## TO DO
Render every line of the data below as a numbered list, omitting blank lines and leaving out the pictures.

##########

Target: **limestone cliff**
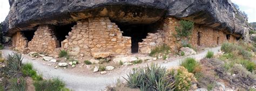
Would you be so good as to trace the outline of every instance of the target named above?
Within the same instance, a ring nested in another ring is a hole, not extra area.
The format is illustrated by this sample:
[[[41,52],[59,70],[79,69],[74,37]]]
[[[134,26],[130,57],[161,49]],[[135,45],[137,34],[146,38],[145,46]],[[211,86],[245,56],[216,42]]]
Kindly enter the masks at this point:
[[[42,24],[59,25],[95,16],[127,23],[150,24],[172,17],[246,37],[247,20],[229,0],[9,0],[10,11],[2,24],[11,36]]]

##########

## SOLUTION TO THIS EXERCISE
1. Target: **limestone cliff**
2. Would you be so good as to trace the outline of every instance of the target named above?
3. Within the same instance, a ring nested in another ring is a hole, not extra area.
4. The format is illustrated by this sample:
5. [[[41,52],[59,70],[79,69],[74,37]]]
6. [[[134,26],[130,57],[161,49]],[[135,45],[137,34],[146,38],[145,46]],[[211,86],[245,56],[216,42]]]
7. Kindly enter the masks at this point:
8. [[[42,24],[59,25],[95,16],[127,23],[150,24],[172,17],[246,37],[247,20],[229,0],[9,0],[10,11],[2,24],[11,36]]]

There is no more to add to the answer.